Work request:
The answer must reproduce all of the data below exactly and contain no images.

*** Records shown ***

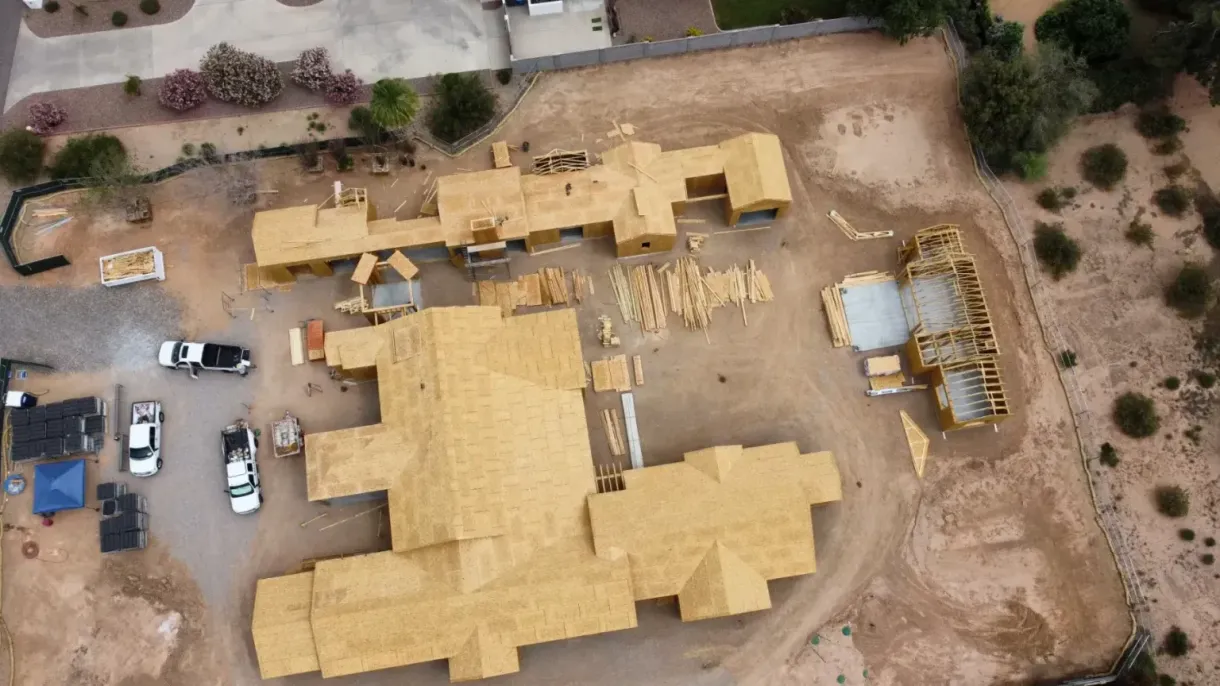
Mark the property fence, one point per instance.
(1085, 420)
(692, 44)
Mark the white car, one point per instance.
(240, 448)
(211, 357)
(144, 438)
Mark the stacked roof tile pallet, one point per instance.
(68, 427)
(125, 520)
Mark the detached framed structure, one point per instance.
(633, 194)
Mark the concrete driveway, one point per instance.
(372, 38)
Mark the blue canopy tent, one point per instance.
(59, 486)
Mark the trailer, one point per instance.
(143, 264)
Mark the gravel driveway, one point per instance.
(87, 328)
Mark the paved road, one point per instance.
(373, 38)
(10, 22)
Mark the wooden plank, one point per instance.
(297, 346)
(365, 269)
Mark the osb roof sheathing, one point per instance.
(715, 526)
(283, 636)
(754, 170)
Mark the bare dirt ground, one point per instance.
(1114, 315)
(991, 570)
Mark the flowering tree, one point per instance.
(182, 89)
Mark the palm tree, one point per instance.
(394, 103)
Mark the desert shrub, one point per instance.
(1168, 145)
(1138, 232)
(394, 103)
(460, 105)
(1136, 415)
(182, 89)
(1094, 29)
(1129, 79)
(1159, 122)
(1057, 252)
(1173, 501)
(1176, 642)
(1104, 165)
(312, 70)
(343, 88)
(82, 155)
(21, 155)
(45, 116)
(1005, 39)
(240, 77)
(1174, 200)
(1191, 292)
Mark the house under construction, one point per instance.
(936, 309)
(499, 535)
(633, 194)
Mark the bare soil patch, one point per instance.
(67, 21)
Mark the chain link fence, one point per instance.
(1083, 418)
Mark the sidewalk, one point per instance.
(372, 38)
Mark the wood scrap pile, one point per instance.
(616, 437)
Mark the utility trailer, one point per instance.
(143, 264)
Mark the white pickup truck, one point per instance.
(144, 440)
(211, 357)
(240, 448)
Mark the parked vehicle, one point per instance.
(144, 440)
(210, 357)
(239, 448)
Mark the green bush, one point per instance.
(82, 155)
(460, 105)
(1138, 232)
(1057, 252)
(1094, 29)
(1191, 292)
(1176, 642)
(1136, 415)
(1159, 122)
(1173, 501)
(1173, 200)
(21, 155)
(1104, 165)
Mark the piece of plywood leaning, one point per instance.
(916, 441)
(850, 231)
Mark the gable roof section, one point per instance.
(709, 527)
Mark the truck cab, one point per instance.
(144, 438)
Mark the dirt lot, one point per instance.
(991, 570)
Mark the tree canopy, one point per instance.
(904, 18)
(1022, 105)
(1094, 29)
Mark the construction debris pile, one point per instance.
(647, 293)
(548, 287)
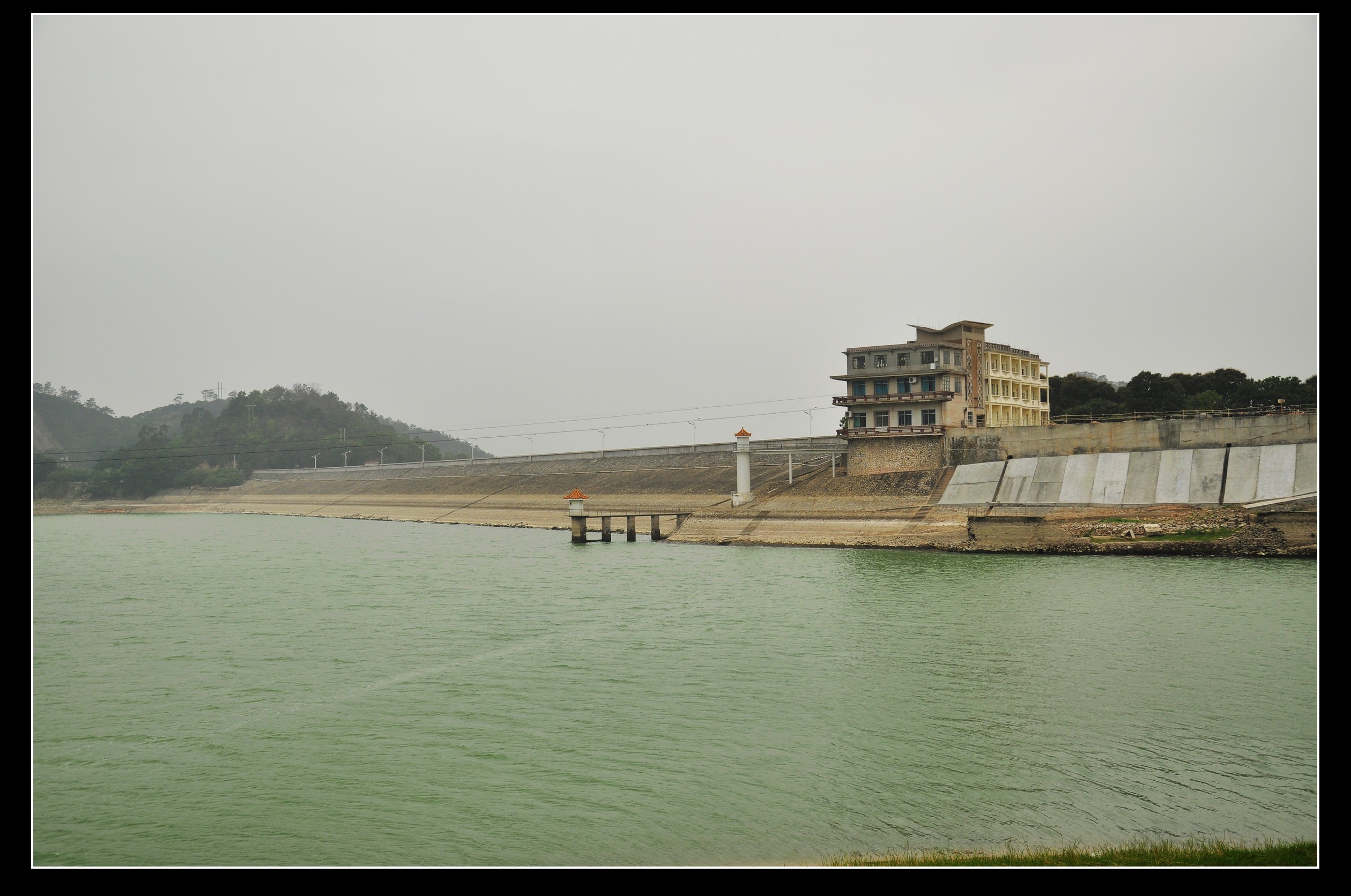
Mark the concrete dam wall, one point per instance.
(999, 444)
(1180, 476)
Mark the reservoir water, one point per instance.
(271, 690)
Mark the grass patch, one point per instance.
(1135, 855)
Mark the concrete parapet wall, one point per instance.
(1175, 476)
(999, 444)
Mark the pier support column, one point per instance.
(744, 469)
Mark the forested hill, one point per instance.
(63, 423)
(1152, 392)
(271, 429)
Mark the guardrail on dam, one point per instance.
(1184, 476)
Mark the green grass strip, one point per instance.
(1192, 853)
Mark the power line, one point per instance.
(473, 430)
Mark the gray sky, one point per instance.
(474, 221)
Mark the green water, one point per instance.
(261, 690)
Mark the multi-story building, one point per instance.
(941, 380)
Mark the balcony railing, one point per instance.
(1004, 349)
(854, 431)
(895, 397)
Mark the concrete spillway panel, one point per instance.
(1305, 468)
(1046, 482)
(973, 484)
(1142, 479)
(1207, 469)
(1018, 482)
(1110, 479)
(1241, 484)
(1175, 477)
(1276, 472)
(1077, 486)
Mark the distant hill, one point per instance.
(61, 425)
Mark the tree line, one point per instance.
(269, 429)
(1149, 392)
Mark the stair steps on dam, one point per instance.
(1185, 476)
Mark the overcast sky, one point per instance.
(474, 221)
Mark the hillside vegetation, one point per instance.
(1152, 392)
(271, 429)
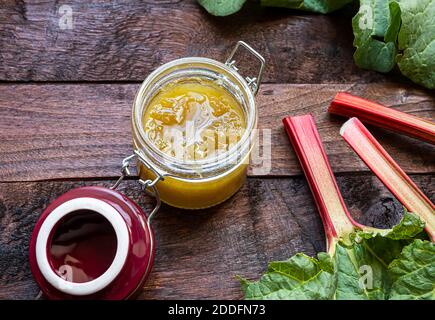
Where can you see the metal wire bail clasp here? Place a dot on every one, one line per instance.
(253, 83)
(148, 184)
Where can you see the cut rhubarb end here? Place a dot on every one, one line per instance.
(347, 105)
(389, 172)
(306, 141)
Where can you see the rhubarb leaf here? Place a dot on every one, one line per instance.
(376, 265)
(321, 6)
(300, 277)
(361, 275)
(416, 41)
(413, 272)
(222, 7)
(375, 31)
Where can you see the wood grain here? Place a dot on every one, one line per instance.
(83, 130)
(199, 252)
(126, 40)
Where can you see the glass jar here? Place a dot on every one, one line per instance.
(196, 184)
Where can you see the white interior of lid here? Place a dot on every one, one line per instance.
(122, 236)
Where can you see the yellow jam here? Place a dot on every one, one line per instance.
(194, 120)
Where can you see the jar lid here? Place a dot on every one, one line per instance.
(91, 243)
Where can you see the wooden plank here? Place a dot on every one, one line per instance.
(199, 252)
(81, 131)
(126, 40)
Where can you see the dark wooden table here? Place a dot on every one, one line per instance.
(65, 99)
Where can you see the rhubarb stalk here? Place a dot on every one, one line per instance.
(389, 172)
(347, 105)
(306, 141)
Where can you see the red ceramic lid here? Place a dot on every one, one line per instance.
(133, 250)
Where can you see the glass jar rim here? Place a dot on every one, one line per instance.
(191, 166)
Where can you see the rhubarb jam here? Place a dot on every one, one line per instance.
(193, 119)
(83, 246)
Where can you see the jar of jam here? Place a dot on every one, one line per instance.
(193, 122)
(193, 126)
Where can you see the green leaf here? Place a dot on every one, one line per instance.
(413, 272)
(300, 277)
(222, 7)
(378, 264)
(321, 6)
(416, 58)
(375, 29)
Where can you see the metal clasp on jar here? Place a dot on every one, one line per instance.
(148, 184)
(253, 83)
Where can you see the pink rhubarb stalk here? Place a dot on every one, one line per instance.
(306, 141)
(389, 172)
(347, 105)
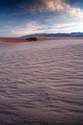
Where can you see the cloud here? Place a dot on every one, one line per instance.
(36, 27)
(28, 28)
(61, 6)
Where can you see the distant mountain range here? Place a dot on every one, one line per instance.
(73, 34)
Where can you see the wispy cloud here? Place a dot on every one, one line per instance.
(28, 28)
(60, 6)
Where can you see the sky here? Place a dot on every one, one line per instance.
(22, 17)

***

Your solution:
Mark the property fence, one point per instance.
(1085, 420)
(692, 44)
Mark the white car, one point per instance.
(240, 448)
(211, 357)
(144, 438)
Mark the stacked roof tile pallet, one point per instance.
(68, 427)
(125, 520)
Mark the detached framed structure, one point per instance.
(633, 194)
Mark the concrete driveway, one point per instance.
(372, 38)
Mark the blue canopy tent, one point per instance.
(59, 486)
Mark the trailer, one point per instance.
(143, 264)
Mark the gravel driveway, one point per instance.
(87, 328)
Mark the paved road, one point per instance.
(373, 38)
(10, 22)
Mark the wooden plank, one point per instance.
(297, 346)
(365, 269)
Mark the osb roof sheathing, one point per instance.
(715, 526)
(283, 636)
(754, 170)
Mark the bare dirt ground, one point per instance.
(1114, 315)
(991, 570)
Mark the flowering tree, one point per instance.
(182, 89)
Mark the palm tree, one point per instance.
(394, 103)
Mark the desert shrub, one point per instance.
(1168, 145)
(1138, 232)
(394, 103)
(460, 105)
(1136, 415)
(182, 89)
(1094, 29)
(1129, 79)
(1159, 122)
(1057, 252)
(1173, 501)
(1176, 642)
(1104, 165)
(312, 70)
(343, 88)
(82, 155)
(21, 155)
(45, 116)
(1005, 39)
(240, 77)
(1174, 200)
(1191, 292)
Mark the house under construction, one point per instance.
(936, 309)
(499, 535)
(633, 194)
Mark the bare soil patch, one point per instance.
(67, 21)
Mark the chain link fence, one point per instance.
(1083, 418)
Mark the sidewalk, one point per instance.
(372, 38)
Mark the wood scrap pile, one point per instance.
(616, 437)
Mark the utility trailer, one point per instance.
(143, 264)
Mark the white pickup truck, one point per instance.
(144, 440)
(211, 357)
(240, 448)
Mark the parked vehicle, one point per instance.
(144, 440)
(210, 357)
(239, 448)
Mark the green bush, one point per instance.
(82, 155)
(460, 105)
(1138, 232)
(1057, 252)
(1094, 29)
(1191, 292)
(1176, 642)
(1136, 415)
(1159, 122)
(1173, 501)
(1173, 200)
(21, 155)
(1104, 165)
Mark the piece of plywood leaning, one point per instance.
(916, 441)
(850, 231)
Mark the gable roof section, one point per instance.
(709, 527)
Mark the truck cab, one point per instance.
(144, 438)
Mark the dirt lot, one point per instance.
(991, 570)
Mark the tree canopy, one point per instance.
(904, 18)
(1022, 105)
(1094, 29)
Mark the construction debris pile, one point per instance.
(647, 293)
(548, 287)
Mark the concrete dam wall, one point per instance.
(999, 444)
(1180, 476)
Mark the reservoir water, one point per instance.
(271, 690)
Mark the grass patch, one point per instance.
(1135, 855)
Mark the concrete parapet wall, one point per instance.
(1175, 476)
(999, 444)
Mark the pier support column, one point per instance.
(744, 469)
Mark the forested hill, one point per instance.
(63, 423)
(1152, 392)
(271, 429)
Mark the guardrail on dam, one point per instance.
(1184, 476)
Mark the green grass strip, one point per instance.
(1192, 853)
Mark the power line, one point per instance.
(473, 430)
Mark the gray sky, one point per instance.
(474, 221)
Mark the green water, one point per instance.
(261, 690)
Mark the multi-story building, one point per instance.
(941, 380)
Mark the balcony railing, one point per instance.
(1004, 349)
(854, 431)
(895, 397)
Mark the concrete spillway panel, one point per instance.
(1305, 468)
(1046, 482)
(973, 484)
(1142, 479)
(1207, 469)
(1018, 482)
(1110, 479)
(1241, 484)
(1175, 477)
(1276, 472)
(1077, 486)
Mark the distant hill, one point per instance.
(61, 425)
Mark the tree line, one point per instance.
(269, 429)
(1149, 392)
Mark the stair steps on dam, one point per instance.
(1185, 476)
Mark the overcast sky, one point per instance.
(474, 221)
Mark the hillside vegetation, one point per instance.
(1152, 392)
(271, 429)
Where can you see the metal wire bail clasp here? Place a dot on every one, one line per instance.
(253, 83)
(148, 184)
Where can you see the cut rhubarb end here? Place a dot on every one, one line per instance.
(347, 105)
(389, 172)
(306, 141)
Where can you see the rhubarb leaf here? Place a dot on every one, one line per instance.
(376, 265)
(321, 6)
(300, 277)
(361, 275)
(416, 41)
(413, 272)
(222, 7)
(375, 31)
Where can you see the wood grain here? Place a dot on every one, one line per instance.
(83, 130)
(199, 252)
(126, 40)
Where can you see the glass jar here? Place a dot on every one, one line per instance.
(196, 184)
Where can you see the white interior of lid here? Place a dot on every one, one line per instance.
(122, 236)
Where can you see the yellow jam here? Place a dot on every one, one line per instance.
(194, 120)
Where can you see the jar lid here? Place a dot on every one, one line per instance.
(91, 243)
Where can you see the wooden plank here? Place a dot on every one, one line per instance.
(199, 252)
(81, 131)
(126, 40)
Where can you see the dark wooden table here? Place a dot on every one, one line per instance.
(65, 99)
Where can you see the rhubarb stalk here? Place a dot on every one, one line per instance.
(389, 172)
(347, 105)
(306, 141)
Where can you see the red ceramic lid here? Place a dot on every one, one line per instance.
(133, 250)
Where can you see the glass jar rim here? Place a dot on every one, one line per instance.
(191, 166)
Where can you see the rhubarb jam here? Place a dot on every one, one line per instance.
(193, 119)
(83, 246)
Where can you see the jar of jam here? Place a dot on every one, one line per instance.
(193, 122)
(193, 126)
Where can you see the green leaf here? Place a dot on every one, one line per instance.
(413, 272)
(300, 277)
(222, 7)
(378, 264)
(321, 6)
(416, 58)
(375, 29)
Where can you see the metal clasp on jar here? Place a dot on every one, one line per instance.
(148, 184)
(253, 83)
Where can you see the pink rhubarb stalk here? Place a dot on every one, one line per instance.
(306, 141)
(389, 172)
(347, 105)
Where can you see the cloud here? Place a dot on every one, one line per instance.
(36, 27)
(28, 28)
(61, 6)
Where can you see the distant mountain range here? Place a dot on every one, one line per instance.
(73, 34)
Where can you see the wispy cloud here? Place a dot on every one, one line per instance.
(28, 28)
(60, 6)
Where can you see the sky here? Place a dot on every one, one line per instance.
(22, 17)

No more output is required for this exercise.